Each record below is to be reproduced without any change.

Dataset rows on where objects appear
★ ★ ★ ★ ★ ★ ★

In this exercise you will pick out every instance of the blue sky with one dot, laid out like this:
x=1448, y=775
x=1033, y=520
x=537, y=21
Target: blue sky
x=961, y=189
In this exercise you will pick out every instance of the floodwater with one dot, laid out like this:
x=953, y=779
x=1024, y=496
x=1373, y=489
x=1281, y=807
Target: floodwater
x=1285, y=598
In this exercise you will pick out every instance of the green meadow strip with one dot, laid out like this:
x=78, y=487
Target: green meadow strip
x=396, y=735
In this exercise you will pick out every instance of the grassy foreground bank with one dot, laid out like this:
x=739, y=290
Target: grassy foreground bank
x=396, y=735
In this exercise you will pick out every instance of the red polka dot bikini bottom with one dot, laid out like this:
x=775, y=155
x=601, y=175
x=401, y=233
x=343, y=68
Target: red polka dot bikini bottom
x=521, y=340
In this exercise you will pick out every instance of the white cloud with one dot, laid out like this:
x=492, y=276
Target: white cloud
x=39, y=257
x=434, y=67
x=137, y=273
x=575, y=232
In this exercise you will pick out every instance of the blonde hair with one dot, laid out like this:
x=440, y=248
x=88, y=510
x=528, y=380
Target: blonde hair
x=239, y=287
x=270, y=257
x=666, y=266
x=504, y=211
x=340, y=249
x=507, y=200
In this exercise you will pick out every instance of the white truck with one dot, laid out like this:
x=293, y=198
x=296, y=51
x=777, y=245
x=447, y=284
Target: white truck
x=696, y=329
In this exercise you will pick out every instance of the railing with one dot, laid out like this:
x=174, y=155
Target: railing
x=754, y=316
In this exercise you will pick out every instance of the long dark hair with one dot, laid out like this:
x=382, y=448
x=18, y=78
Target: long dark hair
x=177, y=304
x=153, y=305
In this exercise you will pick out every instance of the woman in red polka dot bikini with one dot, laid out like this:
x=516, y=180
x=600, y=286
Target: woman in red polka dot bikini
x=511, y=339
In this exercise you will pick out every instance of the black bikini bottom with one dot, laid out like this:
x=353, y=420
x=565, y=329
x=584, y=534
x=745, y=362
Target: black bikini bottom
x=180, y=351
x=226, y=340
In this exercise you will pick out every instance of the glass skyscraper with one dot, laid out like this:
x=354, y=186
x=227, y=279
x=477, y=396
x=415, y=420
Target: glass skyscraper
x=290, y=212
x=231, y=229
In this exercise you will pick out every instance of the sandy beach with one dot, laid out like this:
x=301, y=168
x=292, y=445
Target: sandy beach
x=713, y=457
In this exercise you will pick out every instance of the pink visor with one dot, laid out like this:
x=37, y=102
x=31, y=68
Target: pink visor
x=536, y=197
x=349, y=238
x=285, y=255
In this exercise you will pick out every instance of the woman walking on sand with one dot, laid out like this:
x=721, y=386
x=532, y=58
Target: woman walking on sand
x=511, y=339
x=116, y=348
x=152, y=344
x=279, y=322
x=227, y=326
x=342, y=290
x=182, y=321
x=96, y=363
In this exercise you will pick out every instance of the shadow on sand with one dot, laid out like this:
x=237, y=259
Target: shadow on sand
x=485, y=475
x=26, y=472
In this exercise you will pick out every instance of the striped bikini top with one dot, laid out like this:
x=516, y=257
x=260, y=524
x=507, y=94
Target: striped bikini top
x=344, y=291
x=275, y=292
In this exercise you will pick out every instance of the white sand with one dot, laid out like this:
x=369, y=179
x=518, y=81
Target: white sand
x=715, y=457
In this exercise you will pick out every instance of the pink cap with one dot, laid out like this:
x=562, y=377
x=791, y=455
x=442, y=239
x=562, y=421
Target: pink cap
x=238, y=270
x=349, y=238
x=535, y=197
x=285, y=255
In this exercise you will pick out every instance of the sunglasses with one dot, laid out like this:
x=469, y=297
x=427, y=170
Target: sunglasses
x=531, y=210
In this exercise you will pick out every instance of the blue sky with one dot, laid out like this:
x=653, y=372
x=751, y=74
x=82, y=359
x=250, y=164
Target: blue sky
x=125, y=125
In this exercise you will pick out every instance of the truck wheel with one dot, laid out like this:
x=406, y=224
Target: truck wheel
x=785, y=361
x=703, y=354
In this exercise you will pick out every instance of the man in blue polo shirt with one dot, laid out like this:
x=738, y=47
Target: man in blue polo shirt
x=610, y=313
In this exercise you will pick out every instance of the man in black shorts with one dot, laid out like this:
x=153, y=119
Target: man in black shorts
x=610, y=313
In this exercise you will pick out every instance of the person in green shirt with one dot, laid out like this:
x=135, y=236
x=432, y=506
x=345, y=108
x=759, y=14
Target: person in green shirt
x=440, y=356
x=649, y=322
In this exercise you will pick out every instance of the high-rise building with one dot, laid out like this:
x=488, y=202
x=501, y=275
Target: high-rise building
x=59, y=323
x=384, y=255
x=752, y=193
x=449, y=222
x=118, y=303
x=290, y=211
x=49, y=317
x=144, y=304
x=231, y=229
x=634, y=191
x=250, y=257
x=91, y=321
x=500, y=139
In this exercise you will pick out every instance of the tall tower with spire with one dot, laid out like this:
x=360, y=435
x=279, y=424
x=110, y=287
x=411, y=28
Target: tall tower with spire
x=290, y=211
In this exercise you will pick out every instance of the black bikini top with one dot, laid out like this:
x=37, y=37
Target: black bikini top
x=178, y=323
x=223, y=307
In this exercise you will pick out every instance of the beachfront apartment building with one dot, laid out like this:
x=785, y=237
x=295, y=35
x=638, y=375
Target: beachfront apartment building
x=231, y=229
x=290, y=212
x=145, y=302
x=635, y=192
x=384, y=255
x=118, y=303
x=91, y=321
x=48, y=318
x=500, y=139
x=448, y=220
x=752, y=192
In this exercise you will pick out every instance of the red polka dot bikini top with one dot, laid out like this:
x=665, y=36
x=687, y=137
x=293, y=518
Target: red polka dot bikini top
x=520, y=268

★ ★ ★ ★ ★ ★ ★

Solution to this problem —
In this exercise you will pick out every instance of the blue sky with one dot, laid out like this:
x=1448, y=775
x=1033, y=520
x=537, y=21
Target: blue sky
x=961, y=189
In this exercise you will pick out every instance of the floodwater with one dot, laid out like this:
x=953, y=779
x=1024, y=496
x=1373, y=489
x=1281, y=807
Target: floodwater
x=1285, y=598
In this exercise you will pick out every instance of the green meadow strip with one dot, laid out like this:
x=78, y=487
Target: green meadow strip
x=396, y=735
In this exercise you will pick out every instance of the grassy foreground bank with one dot, laid out like this:
x=739, y=290
Target: grassy foreground bank
x=396, y=735
In this exercise you will pick out every instance of the red polka dot bikini bottom with one dot, laid out like this:
x=775, y=155
x=601, y=175
x=401, y=233
x=343, y=68
Target: red polka dot bikini bottom
x=521, y=340
In this exercise you will pick out every instance of the white cloud with one dot, laid out like this:
x=492, y=276
Target: white cloud
x=39, y=257
x=434, y=67
x=137, y=273
x=575, y=232
In this exercise you will pick out every instance of the blonde hair with one dot, laid out like this:
x=440, y=248
x=88, y=510
x=528, y=380
Target: blonde hair
x=239, y=287
x=270, y=257
x=666, y=266
x=504, y=211
x=340, y=249
x=507, y=200
In this exercise you will pick out every instance of the white truck with one dot, laid out like this:
x=293, y=198
x=296, y=51
x=777, y=245
x=447, y=284
Target: white truck
x=696, y=329
In this exercise you will pick out every instance of the railing with one dot, laid out like this:
x=174, y=155
Target: railing
x=754, y=316
In this exercise you will pick out every instance of the long dark hair with one dot, laid out like this:
x=382, y=448
x=18, y=78
Target: long dark hair
x=177, y=304
x=153, y=305
In this exercise you will pick out every instance of the woman in red polka dot bikini with one dot, laid out like this:
x=516, y=180
x=600, y=286
Target: woman in red polka dot bikini
x=511, y=339
In this exercise you will pick out every instance of the black bikini bottom with one dot, laid out like this:
x=353, y=420
x=565, y=329
x=584, y=534
x=745, y=362
Target: black bikini bottom
x=180, y=351
x=226, y=340
In this exercise you will pick out every instance of the glass skyscraper with one dot, laid out like this:
x=354, y=186
x=227, y=279
x=477, y=396
x=415, y=420
Target: glass skyscraper
x=290, y=212
x=231, y=229
In this exercise you will pick out every instance of the sandy beach with one dot, laid out like this:
x=301, y=168
x=292, y=445
Target: sandy beach
x=713, y=457
In this exercise you will pick out every instance of the pink visor with one dot, laid out like this:
x=37, y=102
x=31, y=68
Target: pink visor
x=536, y=197
x=349, y=238
x=285, y=255
In this exercise you will pick out every instance of the woman walking on sand with one dot, laid out like this:
x=721, y=386
x=532, y=58
Target: woman walking on sand
x=511, y=339
x=116, y=348
x=152, y=344
x=279, y=322
x=227, y=326
x=342, y=290
x=182, y=321
x=96, y=363
In this exercise you will pick out every instance of the shadow on sand with one dot, laid out like this:
x=237, y=259
Target: shadow on sand
x=485, y=475
x=26, y=472
In this exercise you will pick out every instance of the striped bikini top with one dot, laid out like this:
x=516, y=257
x=260, y=524
x=507, y=94
Target: striped bikini top
x=344, y=291
x=275, y=292
In this exercise you will pick out every instance of the white sand with one dot, laid out like this:
x=369, y=179
x=518, y=81
Target: white sand
x=715, y=457
In this exercise you will pick out every instance of the pink cap with one dot, laid out like this:
x=562, y=377
x=791, y=455
x=442, y=239
x=562, y=421
Target: pink cap
x=238, y=270
x=349, y=238
x=535, y=197
x=285, y=255
In this exercise you will pick out every instance of the sunglasses with one dot, laid out like this:
x=469, y=297
x=427, y=170
Target: sunglasses
x=531, y=210
In this exercise you will pick out every instance of the blue sky with one dot, laid out like this:
x=653, y=372
x=751, y=74
x=82, y=359
x=250, y=164
Target: blue sky
x=125, y=125
In this exercise you will pick out every instance of the truck wheel with one dot, laid out like this:
x=406, y=224
Target: truck wheel
x=785, y=361
x=703, y=354
In this exercise you will pick out every instance of the man in blue polo shirt with one dot, laid out like this:
x=738, y=47
Target: man in blue polo shirt
x=610, y=313
In this exercise you will pick out every instance of the man in black shorts with one dot, laid out like this:
x=153, y=119
Target: man in black shorts
x=610, y=313
In this exercise you will pick out every instance of the person in green shirt with one dot, laid out like this:
x=135, y=236
x=432, y=506
x=345, y=108
x=759, y=14
Target: person in green shirt
x=440, y=356
x=649, y=322
In this exercise you will pick out every instance of the high-rise building with one dot, laid out like this:
x=488, y=202
x=501, y=275
Target: high-rise building
x=59, y=323
x=384, y=255
x=752, y=193
x=449, y=222
x=118, y=303
x=290, y=211
x=49, y=317
x=144, y=304
x=231, y=229
x=634, y=191
x=250, y=257
x=91, y=321
x=500, y=139
In this exercise you will pick out every instance of the tall tower with spire with one dot, laid out like this:
x=360, y=435
x=279, y=424
x=110, y=287
x=411, y=28
Target: tall tower with spire
x=290, y=211
In this exercise you will pick out every instance of the black bikini top with one dot, laid out like this:
x=37, y=37
Target: black bikini top
x=178, y=323
x=223, y=307
In this exercise you will pick out every instance of the beachfront apartment building with one dot, laid out like this:
x=785, y=237
x=295, y=35
x=638, y=375
Target: beachfront apartment building
x=231, y=229
x=290, y=212
x=145, y=302
x=635, y=192
x=384, y=255
x=118, y=303
x=91, y=321
x=48, y=318
x=500, y=139
x=448, y=220
x=752, y=192
In this exercise you will pick out every instance of the red polka dot bikini top with one dot, laid out like this:
x=665, y=36
x=687, y=137
x=293, y=518
Target: red polka dot bikini top
x=520, y=268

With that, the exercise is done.